__Dataset__:
((
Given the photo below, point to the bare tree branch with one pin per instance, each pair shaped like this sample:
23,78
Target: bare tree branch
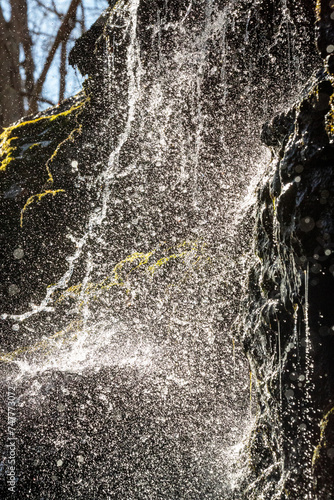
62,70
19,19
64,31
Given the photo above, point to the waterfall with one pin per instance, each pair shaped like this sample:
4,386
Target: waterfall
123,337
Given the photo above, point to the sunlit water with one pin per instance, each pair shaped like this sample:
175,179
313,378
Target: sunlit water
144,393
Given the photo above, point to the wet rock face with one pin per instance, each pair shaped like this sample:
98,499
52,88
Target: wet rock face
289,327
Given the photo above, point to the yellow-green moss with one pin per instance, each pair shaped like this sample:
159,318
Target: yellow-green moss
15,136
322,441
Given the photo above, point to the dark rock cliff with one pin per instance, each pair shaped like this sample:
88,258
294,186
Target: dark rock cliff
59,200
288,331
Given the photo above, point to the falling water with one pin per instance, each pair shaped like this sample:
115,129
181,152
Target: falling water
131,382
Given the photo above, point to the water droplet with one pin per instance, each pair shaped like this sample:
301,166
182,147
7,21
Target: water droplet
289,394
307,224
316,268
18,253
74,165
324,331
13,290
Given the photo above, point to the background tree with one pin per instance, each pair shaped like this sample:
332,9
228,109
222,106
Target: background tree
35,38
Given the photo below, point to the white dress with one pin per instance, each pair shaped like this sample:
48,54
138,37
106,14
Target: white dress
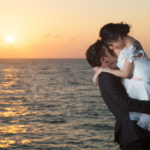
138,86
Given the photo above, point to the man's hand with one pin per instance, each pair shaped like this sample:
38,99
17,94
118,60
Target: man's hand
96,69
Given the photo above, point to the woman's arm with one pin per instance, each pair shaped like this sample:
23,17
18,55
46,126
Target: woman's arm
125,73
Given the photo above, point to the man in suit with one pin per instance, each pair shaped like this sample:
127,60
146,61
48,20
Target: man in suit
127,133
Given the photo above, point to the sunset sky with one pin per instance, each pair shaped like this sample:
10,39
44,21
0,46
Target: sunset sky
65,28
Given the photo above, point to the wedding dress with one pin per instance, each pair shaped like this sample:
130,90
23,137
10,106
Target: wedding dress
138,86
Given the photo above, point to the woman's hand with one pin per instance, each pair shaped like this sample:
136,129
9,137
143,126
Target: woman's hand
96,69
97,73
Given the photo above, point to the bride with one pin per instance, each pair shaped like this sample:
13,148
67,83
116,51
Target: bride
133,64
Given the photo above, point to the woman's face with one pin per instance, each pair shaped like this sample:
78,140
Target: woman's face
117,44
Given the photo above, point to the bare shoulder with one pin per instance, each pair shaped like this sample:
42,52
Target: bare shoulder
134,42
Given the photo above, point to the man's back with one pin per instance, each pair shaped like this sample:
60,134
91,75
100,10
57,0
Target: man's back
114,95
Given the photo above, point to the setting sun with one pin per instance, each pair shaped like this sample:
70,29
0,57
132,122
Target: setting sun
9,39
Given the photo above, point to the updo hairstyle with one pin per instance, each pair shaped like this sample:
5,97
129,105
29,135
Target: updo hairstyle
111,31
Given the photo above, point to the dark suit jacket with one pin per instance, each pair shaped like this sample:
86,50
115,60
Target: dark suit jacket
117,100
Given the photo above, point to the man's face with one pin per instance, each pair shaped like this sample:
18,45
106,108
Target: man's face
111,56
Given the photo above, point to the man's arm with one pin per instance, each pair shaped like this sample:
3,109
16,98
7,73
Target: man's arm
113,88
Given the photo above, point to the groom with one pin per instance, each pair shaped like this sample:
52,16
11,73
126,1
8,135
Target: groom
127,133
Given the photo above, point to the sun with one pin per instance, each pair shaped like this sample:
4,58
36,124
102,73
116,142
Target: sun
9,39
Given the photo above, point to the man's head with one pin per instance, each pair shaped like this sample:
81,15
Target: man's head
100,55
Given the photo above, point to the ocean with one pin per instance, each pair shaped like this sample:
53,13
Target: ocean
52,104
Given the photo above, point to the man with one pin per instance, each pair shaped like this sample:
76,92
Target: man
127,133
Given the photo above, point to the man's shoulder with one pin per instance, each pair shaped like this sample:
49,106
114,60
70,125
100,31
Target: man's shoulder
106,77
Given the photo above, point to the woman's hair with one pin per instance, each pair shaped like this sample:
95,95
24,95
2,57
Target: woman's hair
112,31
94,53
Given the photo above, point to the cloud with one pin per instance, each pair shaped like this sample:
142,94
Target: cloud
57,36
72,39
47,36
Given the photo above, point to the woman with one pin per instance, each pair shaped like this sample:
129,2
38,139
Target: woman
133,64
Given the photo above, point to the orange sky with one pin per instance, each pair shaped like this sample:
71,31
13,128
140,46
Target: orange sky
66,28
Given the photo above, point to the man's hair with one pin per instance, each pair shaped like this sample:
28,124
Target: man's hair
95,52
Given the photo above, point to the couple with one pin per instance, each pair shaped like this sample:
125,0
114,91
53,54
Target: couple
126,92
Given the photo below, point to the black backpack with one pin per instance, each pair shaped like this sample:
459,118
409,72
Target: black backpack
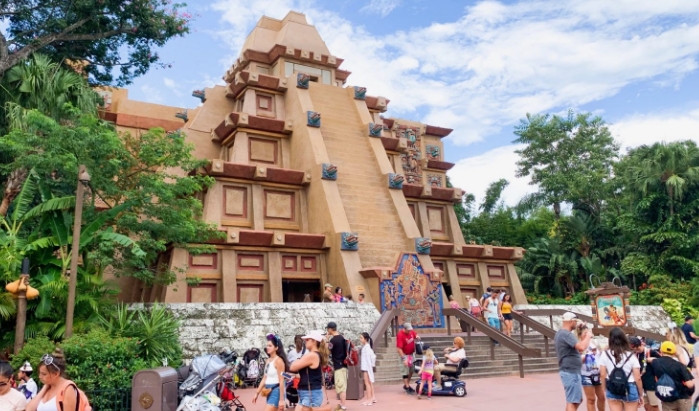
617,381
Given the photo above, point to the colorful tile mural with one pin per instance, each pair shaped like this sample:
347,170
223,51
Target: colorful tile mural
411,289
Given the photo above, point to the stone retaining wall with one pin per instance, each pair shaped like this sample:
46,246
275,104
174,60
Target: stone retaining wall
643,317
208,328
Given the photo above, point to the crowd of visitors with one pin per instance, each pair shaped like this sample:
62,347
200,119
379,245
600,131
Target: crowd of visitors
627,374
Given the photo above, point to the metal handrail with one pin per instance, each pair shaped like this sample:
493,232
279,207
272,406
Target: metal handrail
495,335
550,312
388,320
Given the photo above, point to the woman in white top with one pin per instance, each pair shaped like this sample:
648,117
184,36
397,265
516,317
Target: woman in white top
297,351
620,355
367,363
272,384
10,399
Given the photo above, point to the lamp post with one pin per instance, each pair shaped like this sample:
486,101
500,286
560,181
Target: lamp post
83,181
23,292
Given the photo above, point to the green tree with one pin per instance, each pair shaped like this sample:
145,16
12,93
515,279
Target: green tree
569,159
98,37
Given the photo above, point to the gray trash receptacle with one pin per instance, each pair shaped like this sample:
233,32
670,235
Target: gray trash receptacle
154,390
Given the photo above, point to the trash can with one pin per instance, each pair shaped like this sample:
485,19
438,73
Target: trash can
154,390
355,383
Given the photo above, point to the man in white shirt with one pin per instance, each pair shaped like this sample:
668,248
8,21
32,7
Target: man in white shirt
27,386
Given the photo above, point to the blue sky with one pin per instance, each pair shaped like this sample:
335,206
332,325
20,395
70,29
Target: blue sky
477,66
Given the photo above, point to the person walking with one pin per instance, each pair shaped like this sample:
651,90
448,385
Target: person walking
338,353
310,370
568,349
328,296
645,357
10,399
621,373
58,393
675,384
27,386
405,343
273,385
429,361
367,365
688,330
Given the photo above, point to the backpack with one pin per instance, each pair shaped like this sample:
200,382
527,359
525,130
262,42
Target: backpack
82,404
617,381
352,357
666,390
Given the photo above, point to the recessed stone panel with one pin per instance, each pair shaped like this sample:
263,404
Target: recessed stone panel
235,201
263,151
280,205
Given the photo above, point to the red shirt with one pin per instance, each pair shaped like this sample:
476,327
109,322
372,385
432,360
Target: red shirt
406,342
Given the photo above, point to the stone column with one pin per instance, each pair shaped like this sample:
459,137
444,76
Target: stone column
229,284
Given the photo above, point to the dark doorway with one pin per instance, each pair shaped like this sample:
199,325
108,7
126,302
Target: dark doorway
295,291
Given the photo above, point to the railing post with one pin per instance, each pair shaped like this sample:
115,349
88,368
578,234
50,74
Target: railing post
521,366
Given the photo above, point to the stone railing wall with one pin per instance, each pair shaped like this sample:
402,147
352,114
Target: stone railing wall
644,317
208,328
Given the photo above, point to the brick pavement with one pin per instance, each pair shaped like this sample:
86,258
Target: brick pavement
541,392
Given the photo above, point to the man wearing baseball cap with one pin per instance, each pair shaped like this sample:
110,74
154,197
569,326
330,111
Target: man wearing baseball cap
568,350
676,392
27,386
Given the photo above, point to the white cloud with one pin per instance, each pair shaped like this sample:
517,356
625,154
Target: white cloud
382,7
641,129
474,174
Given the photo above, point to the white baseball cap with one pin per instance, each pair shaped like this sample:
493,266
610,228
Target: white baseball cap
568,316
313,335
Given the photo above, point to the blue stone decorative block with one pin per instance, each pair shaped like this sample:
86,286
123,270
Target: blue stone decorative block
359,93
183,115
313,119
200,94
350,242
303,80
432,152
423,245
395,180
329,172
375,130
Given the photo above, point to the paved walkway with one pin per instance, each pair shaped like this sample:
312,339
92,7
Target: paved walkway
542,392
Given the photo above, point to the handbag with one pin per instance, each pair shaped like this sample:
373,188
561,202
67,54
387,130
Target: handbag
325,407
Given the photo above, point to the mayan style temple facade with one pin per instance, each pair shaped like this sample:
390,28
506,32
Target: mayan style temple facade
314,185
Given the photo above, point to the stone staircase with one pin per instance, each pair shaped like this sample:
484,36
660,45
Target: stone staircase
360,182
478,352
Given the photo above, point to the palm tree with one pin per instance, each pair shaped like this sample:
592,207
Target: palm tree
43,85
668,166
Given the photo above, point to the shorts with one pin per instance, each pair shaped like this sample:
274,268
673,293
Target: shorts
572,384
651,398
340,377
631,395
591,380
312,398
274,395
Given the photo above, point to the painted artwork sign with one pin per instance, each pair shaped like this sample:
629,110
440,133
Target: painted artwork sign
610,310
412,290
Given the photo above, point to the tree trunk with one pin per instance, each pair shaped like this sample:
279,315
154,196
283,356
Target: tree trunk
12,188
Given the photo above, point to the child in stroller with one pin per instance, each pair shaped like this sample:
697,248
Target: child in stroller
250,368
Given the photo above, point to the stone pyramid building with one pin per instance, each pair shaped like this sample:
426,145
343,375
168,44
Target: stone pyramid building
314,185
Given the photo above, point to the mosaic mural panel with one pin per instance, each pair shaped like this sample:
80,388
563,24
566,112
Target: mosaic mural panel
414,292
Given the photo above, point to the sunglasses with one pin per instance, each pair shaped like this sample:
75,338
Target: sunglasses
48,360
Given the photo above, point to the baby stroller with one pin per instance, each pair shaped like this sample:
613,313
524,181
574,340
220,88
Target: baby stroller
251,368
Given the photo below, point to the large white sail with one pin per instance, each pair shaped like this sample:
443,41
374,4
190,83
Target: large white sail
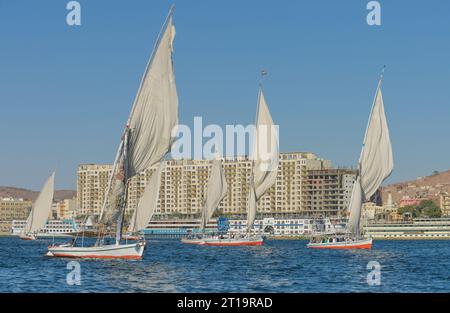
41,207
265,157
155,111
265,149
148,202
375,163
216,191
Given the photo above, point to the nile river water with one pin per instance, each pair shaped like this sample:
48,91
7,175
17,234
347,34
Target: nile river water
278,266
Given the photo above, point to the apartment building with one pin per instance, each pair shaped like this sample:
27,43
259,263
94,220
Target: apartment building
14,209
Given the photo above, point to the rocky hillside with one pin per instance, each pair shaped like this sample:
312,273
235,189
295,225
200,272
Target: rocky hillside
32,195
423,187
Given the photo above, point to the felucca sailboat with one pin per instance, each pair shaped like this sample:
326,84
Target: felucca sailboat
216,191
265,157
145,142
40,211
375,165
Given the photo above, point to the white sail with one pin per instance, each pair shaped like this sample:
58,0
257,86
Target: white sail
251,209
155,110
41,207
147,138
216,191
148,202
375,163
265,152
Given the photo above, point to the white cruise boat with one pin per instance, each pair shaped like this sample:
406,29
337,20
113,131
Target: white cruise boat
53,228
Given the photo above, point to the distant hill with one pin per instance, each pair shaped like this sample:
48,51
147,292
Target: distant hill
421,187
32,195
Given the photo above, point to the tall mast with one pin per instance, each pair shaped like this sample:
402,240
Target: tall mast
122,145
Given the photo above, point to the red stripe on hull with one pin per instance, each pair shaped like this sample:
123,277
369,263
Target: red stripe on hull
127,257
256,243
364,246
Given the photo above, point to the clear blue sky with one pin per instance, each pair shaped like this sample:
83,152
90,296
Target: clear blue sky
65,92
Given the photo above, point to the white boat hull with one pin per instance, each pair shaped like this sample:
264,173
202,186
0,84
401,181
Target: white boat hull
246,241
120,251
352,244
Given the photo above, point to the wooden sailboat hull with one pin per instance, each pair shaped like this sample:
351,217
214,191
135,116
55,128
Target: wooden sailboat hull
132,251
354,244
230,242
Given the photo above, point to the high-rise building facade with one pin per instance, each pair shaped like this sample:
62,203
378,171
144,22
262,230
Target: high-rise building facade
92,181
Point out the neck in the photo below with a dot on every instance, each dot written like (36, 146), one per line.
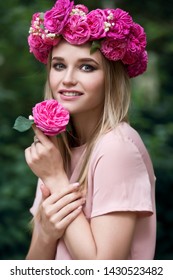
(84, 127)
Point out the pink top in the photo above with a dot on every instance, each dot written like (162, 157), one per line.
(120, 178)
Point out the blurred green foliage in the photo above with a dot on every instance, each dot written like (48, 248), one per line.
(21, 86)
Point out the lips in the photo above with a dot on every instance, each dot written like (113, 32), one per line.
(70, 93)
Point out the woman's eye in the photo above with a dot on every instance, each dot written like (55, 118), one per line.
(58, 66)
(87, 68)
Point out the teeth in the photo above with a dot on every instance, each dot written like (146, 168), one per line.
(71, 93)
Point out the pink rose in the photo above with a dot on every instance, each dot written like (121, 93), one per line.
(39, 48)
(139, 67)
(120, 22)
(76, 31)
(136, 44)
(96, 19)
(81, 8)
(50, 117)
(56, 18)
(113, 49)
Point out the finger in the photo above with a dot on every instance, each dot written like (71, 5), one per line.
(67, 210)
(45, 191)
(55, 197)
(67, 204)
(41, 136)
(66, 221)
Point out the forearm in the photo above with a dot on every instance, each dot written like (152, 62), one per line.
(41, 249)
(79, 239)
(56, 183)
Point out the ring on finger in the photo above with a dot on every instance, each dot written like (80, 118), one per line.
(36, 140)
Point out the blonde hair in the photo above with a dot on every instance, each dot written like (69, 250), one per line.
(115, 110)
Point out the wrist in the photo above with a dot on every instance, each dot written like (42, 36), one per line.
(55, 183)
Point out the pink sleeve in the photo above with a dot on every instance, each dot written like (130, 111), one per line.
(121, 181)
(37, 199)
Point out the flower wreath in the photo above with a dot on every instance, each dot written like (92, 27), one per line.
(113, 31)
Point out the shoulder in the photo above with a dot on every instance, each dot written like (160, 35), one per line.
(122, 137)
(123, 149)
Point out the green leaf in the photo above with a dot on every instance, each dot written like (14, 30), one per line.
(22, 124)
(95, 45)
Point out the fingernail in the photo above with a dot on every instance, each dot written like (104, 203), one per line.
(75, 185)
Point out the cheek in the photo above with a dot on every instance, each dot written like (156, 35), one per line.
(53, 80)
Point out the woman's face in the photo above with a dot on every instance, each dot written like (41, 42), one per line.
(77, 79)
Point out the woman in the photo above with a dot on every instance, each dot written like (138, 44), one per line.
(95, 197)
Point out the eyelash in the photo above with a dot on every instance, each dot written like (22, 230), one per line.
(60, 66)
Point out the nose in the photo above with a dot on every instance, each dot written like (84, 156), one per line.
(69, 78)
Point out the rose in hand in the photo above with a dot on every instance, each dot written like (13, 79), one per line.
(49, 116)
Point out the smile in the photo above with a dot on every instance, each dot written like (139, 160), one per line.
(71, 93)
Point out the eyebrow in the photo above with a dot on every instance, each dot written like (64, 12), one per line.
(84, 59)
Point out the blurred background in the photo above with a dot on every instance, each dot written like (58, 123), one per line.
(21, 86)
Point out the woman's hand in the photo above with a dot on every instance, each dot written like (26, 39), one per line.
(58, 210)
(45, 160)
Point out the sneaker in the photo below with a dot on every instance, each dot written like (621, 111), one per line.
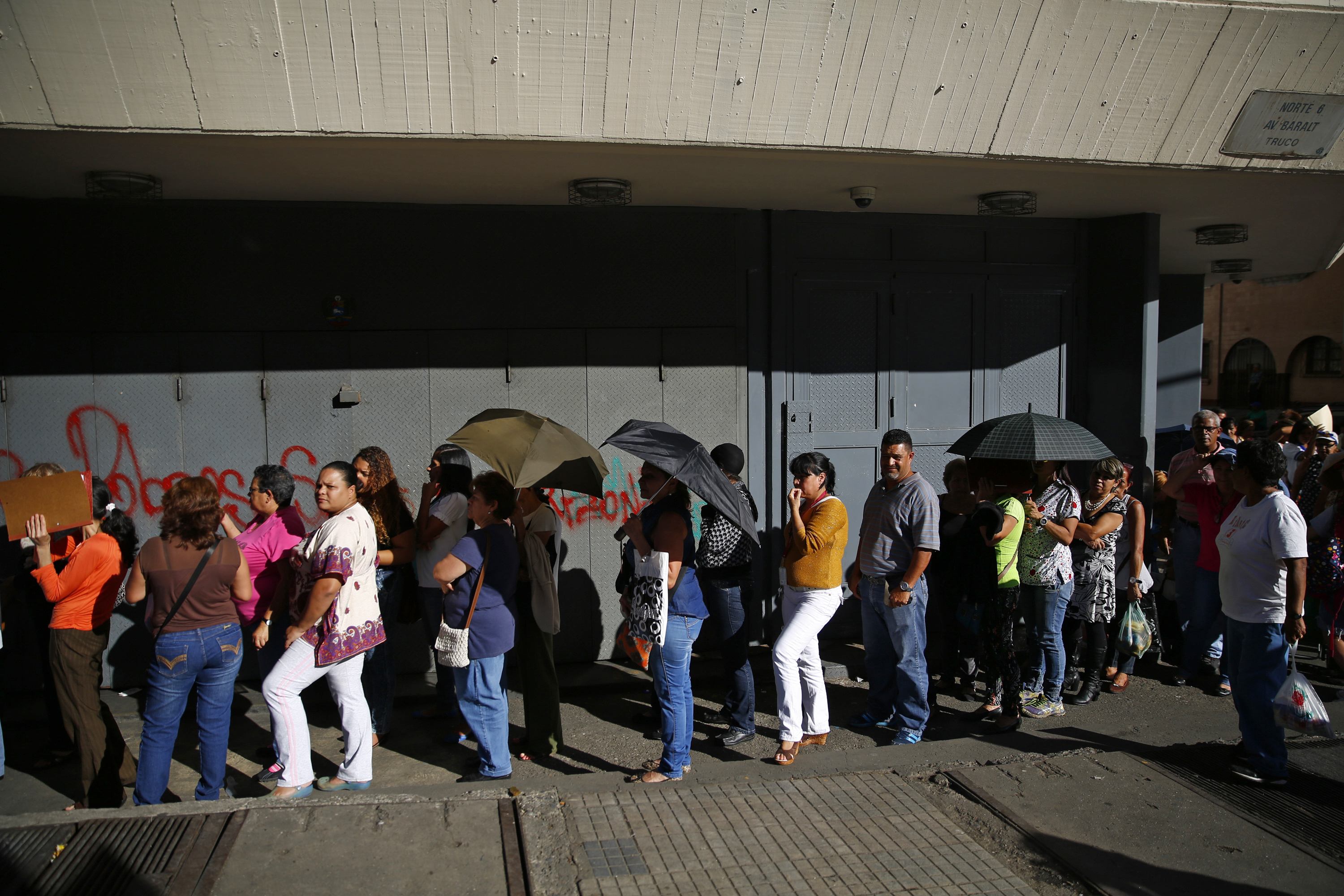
))
__Your objective__: Output only the lines running from the top of the data above to the line with "Given the photo above, point to the man in suit", inclusive, word for word and without pictures.

__Answer to this problem__:
Given the photo below, point to the bare tree branch with one pin per instance, each pair shaped like this sample:
23,78
Target: bare tree branch
62,70
19,19
64,31
Given the photo above, point to the waterfall with one pin per instance, each pair shaped like this sample:
4,386
Target: waterfall
123,337
Given the photo above, point to the sunlit water with one pin per instance, each pair shaped like this sample:
175,179
313,378
Target: sunlit water
144,393
Given the photo above, point to the wet rock face with one pin per instance, each pair shaped like this sample:
98,499
52,88
Target: wet rock face
289,327
Given the photo above, point to the yellow-green moss with one pin per instance, each pair shaped like this sample:
159,318
Target: yellow-green moss
15,136
322,441
Given the photo above, point to the dark rock cliff with one pin per instance, each pair shaped like this sample:
88,258
294,186
Target: dark rock cliff
59,200
288,331
Given the photo above, point to the falling water with one pin per instance, each pair shaped like this sample:
115,129
181,152
Target: falling water
131,382
Given the photo above, point to the water droplet with one pin per instance, each pair shaped like this sample:
301,166
182,147
7,21
Target: water droplet
289,394
307,224
316,268
18,253
74,165
324,331
13,290
Given the photo above, point to the background tree with one pin per instance, each pair shaped like this sample:
332,9
228,109
222,106
Target: background tree
35,38
Given the photo below, point to the white dress with one pin per instance, each pair shaped like this sample:
48,54
138,37
106,14
Target: white dress
138,86
Given the photo above, point to the man's hand with one pin per instance, each pair shaped like this sample:
38,99
17,94
118,60
Target: man's hand
96,69
Given the photo above, point to the woman's arm with one pin per instance, each pair shaped like this sample:
23,17
18,55
46,126
Target: woman's arm
125,73
Given the photo above, point to the man in suit with one pin per instance, each pair shaped like this sample:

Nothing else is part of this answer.